━━━━━ Extrait

La douceur de vivre du Parme bourgeois des années 60. Voilà ce à quoi Fabrizio veut à tout prix échapper. Fils d’une famille aisée, pour ne pas dire riche, de la région, il se voit promis à un avenir tout tracé au sein de cette bourgeoisie qu’il abhorre tant. En effet, sous le regard bienveillant de son professeur Cesare, qui lui ouvre des perspectives neuves, le jeune homme se laisse séduire par l’idéologie marxiste, et fait naître ainsi chez un de ses amis l’envie de le rejoindre dans sa lutte. Le communisme rencontre alors un franc succès dans la jeunesse occidentale, bourgeoise ou non, et Fabrizio ne veut pas rater le train : il a pour ambition de faire la révolution. Mais l’arrivée de sa tante Gina, dont il va lascivement tomber amoureux, va rebattre les cartes et bousculer la vie du jeune activiste…

Fabrizio, c’est aussi Bernardo. Le réalisateur, âgé de seulement 23 ans à la sortie du film, laisse transparaître dans Prima della rivoluzione des éléments autobiographiques. Lui aussi se rêve comme défenseur de la cause des prolétaires alors qu’il n’appartient pas à la classe des opprimés et fait de Fabrizio son reflet cinématographique. Grâce à sa verve caractéristique – qu’il conservera tout au long de sa riche carrière – Bertolucci exprime sans ambages ses idées politiques, sa radicalité et sa volonté de casser les codes sociaux alors fortement ancrés dans la société italienne catholique. Le scénario, légèrement décousu, donne à voir des thèmes qui deviendront centraux lors des revendications de la jeunesse de 1968 en France : libération sexuelle, refus de toute autorité, recherche d’un nouvel idéal, d’un monde plus juste. Le réalisateur, accompagné de Gianni Amico, appuie cela grâce à des dialogues finement travaillés, qui rendent hommage à de nombreuses figures de cet iconoclasme grandissant, à l’instar de Jean-Luc Godard. Bertolucci-Fabrizio devient alors l’incarnation de cette jeunesse révoltée qui s’insurge contre l’ordre établi, et l’essentiel du propos du film repose là-dessus.

━━━━━━━━━━

**À faire**:
A: D'après l'extrait sur le film Prima della rivoluzione, pourquoi Fabrizio peut-il être considéré comme le reflet du réalisateur ? Répondez en une à trois phrases.
B: Poursuivez l'extrait sur le film Prima della rivoluzione à partir de sa dernière phrase.

━━━━━ Liste des données

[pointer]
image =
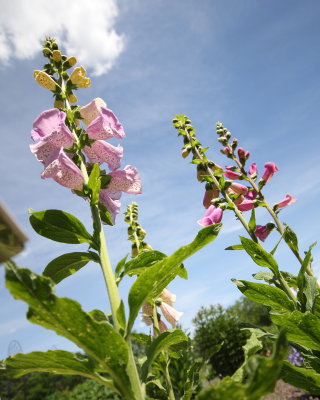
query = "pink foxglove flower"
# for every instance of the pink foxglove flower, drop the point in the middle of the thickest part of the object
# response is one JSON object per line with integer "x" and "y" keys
{"x": 105, "y": 126}
{"x": 285, "y": 202}
{"x": 170, "y": 314}
{"x": 111, "y": 200}
{"x": 213, "y": 215}
{"x": 92, "y": 110}
{"x": 253, "y": 169}
{"x": 63, "y": 170}
{"x": 101, "y": 151}
{"x": 246, "y": 205}
{"x": 126, "y": 180}
{"x": 262, "y": 232}
{"x": 269, "y": 170}
{"x": 51, "y": 128}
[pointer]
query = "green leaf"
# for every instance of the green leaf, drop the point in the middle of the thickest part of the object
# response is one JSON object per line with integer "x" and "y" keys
{"x": 252, "y": 222}
{"x": 67, "y": 264}
{"x": 290, "y": 238}
{"x": 265, "y": 294}
{"x": 304, "y": 378}
{"x": 142, "y": 262}
{"x": 94, "y": 184}
{"x": 258, "y": 254}
{"x": 60, "y": 226}
{"x": 235, "y": 247}
{"x": 160, "y": 343}
{"x": 66, "y": 317}
{"x": 151, "y": 282}
{"x": 303, "y": 328}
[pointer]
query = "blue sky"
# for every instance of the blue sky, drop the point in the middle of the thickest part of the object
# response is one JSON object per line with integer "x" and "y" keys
{"x": 252, "y": 65}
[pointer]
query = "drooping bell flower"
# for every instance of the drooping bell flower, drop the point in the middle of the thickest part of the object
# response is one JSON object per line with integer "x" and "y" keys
{"x": 126, "y": 180}
{"x": 105, "y": 126}
{"x": 263, "y": 231}
{"x": 63, "y": 170}
{"x": 92, "y": 110}
{"x": 50, "y": 127}
{"x": 285, "y": 202}
{"x": 101, "y": 151}
{"x": 269, "y": 170}
{"x": 213, "y": 215}
{"x": 246, "y": 205}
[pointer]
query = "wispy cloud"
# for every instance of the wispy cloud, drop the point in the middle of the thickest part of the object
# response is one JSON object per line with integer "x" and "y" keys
{"x": 85, "y": 29}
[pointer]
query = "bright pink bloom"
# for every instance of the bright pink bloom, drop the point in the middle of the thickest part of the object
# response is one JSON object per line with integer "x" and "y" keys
{"x": 105, "y": 126}
{"x": 229, "y": 173}
{"x": 63, "y": 170}
{"x": 51, "y": 128}
{"x": 92, "y": 110}
{"x": 246, "y": 205}
{"x": 251, "y": 195}
{"x": 170, "y": 314}
{"x": 111, "y": 200}
{"x": 126, "y": 180}
{"x": 213, "y": 215}
{"x": 285, "y": 202}
{"x": 269, "y": 169}
{"x": 253, "y": 169}
{"x": 101, "y": 151}
{"x": 238, "y": 188}
{"x": 262, "y": 232}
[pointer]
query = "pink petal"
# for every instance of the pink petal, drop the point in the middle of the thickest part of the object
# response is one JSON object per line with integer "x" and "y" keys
{"x": 63, "y": 170}
{"x": 101, "y": 151}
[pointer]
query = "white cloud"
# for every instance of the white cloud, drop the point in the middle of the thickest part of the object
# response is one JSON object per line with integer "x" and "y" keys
{"x": 85, "y": 29}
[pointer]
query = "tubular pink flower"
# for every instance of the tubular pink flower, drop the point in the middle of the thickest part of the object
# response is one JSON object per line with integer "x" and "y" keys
{"x": 213, "y": 215}
{"x": 105, "y": 126}
{"x": 262, "y": 232}
{"x": 246, "y": 205}
{"x": 101, "y": 151}
{"x": 170, "y": 314}
{"x": 92, "y": 110}
{"x": 285, "y": 202}
{"x": 253, "y": 169}
{"x": 126, "y": 180}
{"x": 238, "y": 188}
{"x": 63, "y": 170}
{"x": 51, "y": 128}
{"x": 269, "y": 169}
{"x": 110, "y": 199}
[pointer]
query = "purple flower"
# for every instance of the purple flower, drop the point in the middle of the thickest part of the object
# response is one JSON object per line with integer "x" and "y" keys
{"x": 63, "y": 170}
{"x": 285, "y": 202}
{"x": 246, "y": 205}
{"x": 262, "y": 232}
{"x": 101, "y": 151}
{"x": 50, "y": 127}
{"x": 105, "y": 126}
{"x": 213, "y": 215}
{"x": 269, "y": 169}
{"x": 126, "y": 180}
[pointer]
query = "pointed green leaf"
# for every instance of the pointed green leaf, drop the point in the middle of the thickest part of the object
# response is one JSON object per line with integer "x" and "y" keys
{"x": 265, "y": 294}
{"x": 303, "y": 328}
{"x": 151, "y": 282}
{"x": 258, "y": 254}
{"x": 60, "y": 226}
{"x": 67, "y": 264}
{"x": 162, "y": 342}
{"x": 66, "y": 317}
{"x": 94, "y": 184}
{"x": 304, "y": 378}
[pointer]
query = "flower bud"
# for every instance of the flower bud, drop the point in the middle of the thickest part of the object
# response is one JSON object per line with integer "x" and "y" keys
{"x": 44, "y": 80}
{"x": 78, "y": 77}
{"x": 56, "y": 55}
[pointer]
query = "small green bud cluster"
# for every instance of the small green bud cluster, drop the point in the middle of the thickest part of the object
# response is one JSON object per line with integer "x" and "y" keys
{"x": 136, "y": 233}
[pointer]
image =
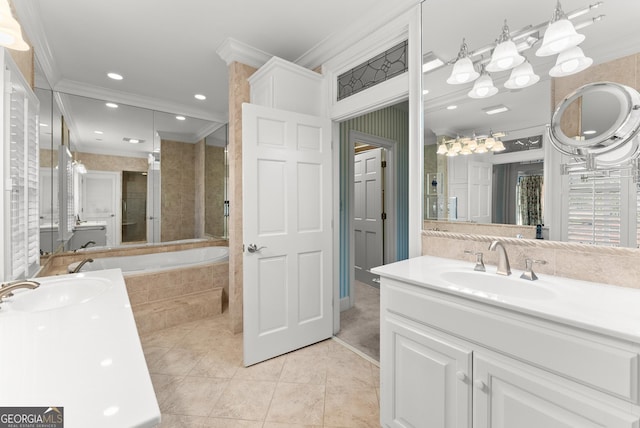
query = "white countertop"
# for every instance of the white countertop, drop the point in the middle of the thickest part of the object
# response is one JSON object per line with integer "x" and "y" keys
{"x": 85, "y": 357}
{"x": 597, "y": 307}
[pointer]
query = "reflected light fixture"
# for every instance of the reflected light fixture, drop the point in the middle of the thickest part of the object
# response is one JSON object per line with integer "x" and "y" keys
{"x": 505, "y": 56}
{"x": 10, "y": 31}
{"x": 560, "y": 34}
{"x": 463, "y": 69}
{"x": 570, "y": 62}
{"x": 483, "y": 87}
{"x": 521, "y": 77}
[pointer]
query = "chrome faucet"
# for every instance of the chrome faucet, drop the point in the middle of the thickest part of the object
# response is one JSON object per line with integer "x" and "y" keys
{"x": 85, "y": 245}
{"x": 82, "y": 263}
{"x": 7, "y": 289}
{"x": 503, "y": 260}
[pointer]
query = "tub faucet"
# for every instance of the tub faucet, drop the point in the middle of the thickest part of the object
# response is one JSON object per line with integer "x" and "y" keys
{"x": 82, "y": 263}
{"x": 503, "y": 260}
{"x": 7, "y": 289}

━━━━━━━━━━

**Corrigé**:
A: Comme Fabrizio, fils d'une famille aisée séduit par le marxisme, Bernardo Bertolucci se rêve en défenseur de la cause des prolétaires alors qu'il n'appartient pas à la classe des opprimés. Le film contient donc des éléments autobiographiques, et le réalisateur fait de Fabrizio son reflet cinématographique.

B:
Toutefois, il ne faut pas réduire le métrage du cinéaste italien à un simple brûlot révolutionnaire. D’abord car il nous permet aussi de s’intéresser aux questions de l’amour interdit, de la fatalité et de l’inévitabilité du conformisme. Mais surtout parce qu’il se veut la première véritable œuvre d’un réalisateur majeur du cinéma italien de la fin du XXème siècle et du début de XXIème. Une œuvre qui peut servir de codex pour comprendre la filmographie postérieure de Bertolucci. Au niveau des sujets qui lui tiennent à cœur, mais aussi au niveau de ses ressorts filmiques. La liberté créatrice qui émane du long-métrage, tant par les plans originaux et la mise en scène virevoltante que par la direction d’acteur et la mise en forme d’un scénario finalement assez léger. Adriana Asti et Francisco Barilli incarnent des personnages parfois caricaturaux que propose Bertolucci et Amico, et si leur jeu s’inscrit aisément dans le moule de l’époque, il n’en reste pas moins suffisamment juste pour donner corps aux deux protagonistes principaux. Les seconds rôles sont également plutôt bien travaillés, mais restent délaissés, limités à leurs dimensions fonctionnelles, non pas pour l’avancement de l’intrigue, mais pour servir le message que veut délivrer le metteur en scène. La bande originale, délivrée par l’inimitable Ennio Morricone, constitue quant à elle un point intéressant de la réalisation de Prima della rivoluzione.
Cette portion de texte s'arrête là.